▶ EXERCISE INPUT
§
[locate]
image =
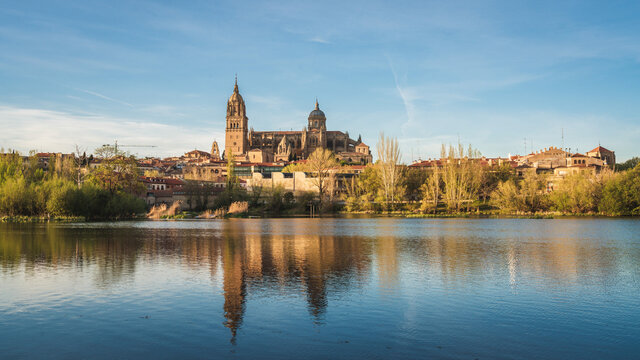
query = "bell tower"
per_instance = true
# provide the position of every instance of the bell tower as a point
(236, 142)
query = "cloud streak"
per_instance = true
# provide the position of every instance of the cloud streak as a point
(23, 131)
(105, 97)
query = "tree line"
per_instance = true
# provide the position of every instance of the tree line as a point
(65, 186)
(458, 182)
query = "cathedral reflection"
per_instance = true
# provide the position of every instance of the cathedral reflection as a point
(311, 259)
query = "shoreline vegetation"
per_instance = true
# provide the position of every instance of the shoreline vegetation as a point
(68, 190)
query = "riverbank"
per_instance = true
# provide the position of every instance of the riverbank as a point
(190, 215)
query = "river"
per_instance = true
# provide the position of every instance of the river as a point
(375, 288)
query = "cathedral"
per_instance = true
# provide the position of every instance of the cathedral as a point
(248, 145)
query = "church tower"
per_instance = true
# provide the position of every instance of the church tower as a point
(317, 120)
(236, 142)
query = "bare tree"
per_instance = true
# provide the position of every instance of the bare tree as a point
(321, 163)
(431, 190)
(390, 171)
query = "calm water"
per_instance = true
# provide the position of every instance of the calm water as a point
(322, 288)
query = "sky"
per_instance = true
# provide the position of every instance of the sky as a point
(504, 76)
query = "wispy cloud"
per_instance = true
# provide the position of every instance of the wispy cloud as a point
(22, 130)
(320, 40)
(105, 97)
(407, 100)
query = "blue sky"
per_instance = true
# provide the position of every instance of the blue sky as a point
(489, 73)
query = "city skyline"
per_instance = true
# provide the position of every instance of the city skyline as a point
(427, 73)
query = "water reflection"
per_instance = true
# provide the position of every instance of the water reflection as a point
(322, 259)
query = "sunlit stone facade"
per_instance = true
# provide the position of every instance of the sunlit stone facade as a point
(274, 146)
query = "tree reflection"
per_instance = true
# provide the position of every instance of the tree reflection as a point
(312, 258)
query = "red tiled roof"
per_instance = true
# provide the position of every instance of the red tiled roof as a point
(600, 149)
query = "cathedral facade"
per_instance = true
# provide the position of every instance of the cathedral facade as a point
(281, 146)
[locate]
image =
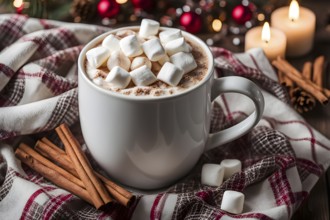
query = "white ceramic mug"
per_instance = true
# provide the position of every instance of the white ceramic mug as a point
(150, 142)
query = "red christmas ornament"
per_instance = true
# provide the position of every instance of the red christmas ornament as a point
(242, 14)
(108, 8)
(191, 22)
(20, 9)
(146, 5)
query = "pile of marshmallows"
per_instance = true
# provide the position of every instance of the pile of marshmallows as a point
(170, 50)
(214, 174)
§
▶ TASK
Copy all the records above exactly, but leave out the pictures.

▶ RESPONSE TO THE TASK
[locate]
image =
query = "bell tower"
per_instance = true
# provide the position of every instance of the bell tower as a point
(236, 142)
query = "cloud streak"
per_instance = true
# provide the position of every instance of the cloud streak as a point
(23, 131)
(105, 97)
query = "tree line"
per_instance = true
# provide the position of every instance of the tree line as a point
(65, 186)
(458, 182)
query = "cathedral reflection"
per_instance = true
# provide the position of every instance of the cathedral reflection as a point
(311, 259)
query = "shoreline vegetation"
per_instance = true
# provide the position of every instance of the shoreline vegetation as a point
(68, 190)
query = "riverbank"
per_instance = true
# provide the position of every instance of the riverbank as a point
(190, 215)
query = "river"
per_instance = true
# provide the position of every instance of the river as a point
(375, 288)
query = "cathedral"
per_instance = true
# provide the position of every instance of the cathedral as a point
(248, 145)
query = "church tower"
per_instance = true
# provide the position of every instance of the church tower as a point
(317, 120)
(236, 142)
query = "bare tree"
per_instance = true
# provide the position of every instance of the bare tree as a point
(321, 163)
(431, 190)
(390, 171)
query = "calm water"
per_instance = true
# provide the position of every instance of the calm water as a point
(322, 288)
query = "sky"
per_instance = true
# provide the position of every instance of the sky as a point
(504, 76)
query = "wispy cloud"
per_instance = true
# provide the position of every instance of the wispy cloud as a point
(22, 130)
(320, 40)
(105, 97)
(407, 100)
query = "blue sky"
per_instance = true
# provide the position of every instance of the blue sky as a point
(489, 73)
query = "city skyline"
per_instance = true
# provide the position of every instance of the city skyline as a point
(427, 73)
query = "water reflection"
per_instance = true
# provide the position of every instance of the water reflection as a point
(322, 259)
query = "sunlit stone facade"
per_instance = true
# provide the position of every instance of the sunlit stone facade as a point
(274, 146)
query = "tree reflection"
per_instance = true
# provide the position of every instance of the tree reflection as a point
(312, 258)
query = "red tiled roof"
per_instance = true
# provide the position of every instance of the red tiled roof as a point
(600, 149)
query = "cathedral facade"
per_instance = true
# provide the position of every instance of the cathedral facade as a point
(281, 146)
[locate]
image =
query = "white ceramic mug"
per_instance = true
# provide the position of every instance of the white ceramic mug as a point
(150, 142)
query = "red christmas ornament"
per_instance = true
# provide the position of every instance of the red christmas ornament as a point
(242, 14)
(108, 8)
(191, 22)
(20, 9)
(146, 5)
query = "pile of marshmallows"
per_instance = true
# provide the position of every instance of the pile of marshmallows as a point
(170, 50)
(214, 174)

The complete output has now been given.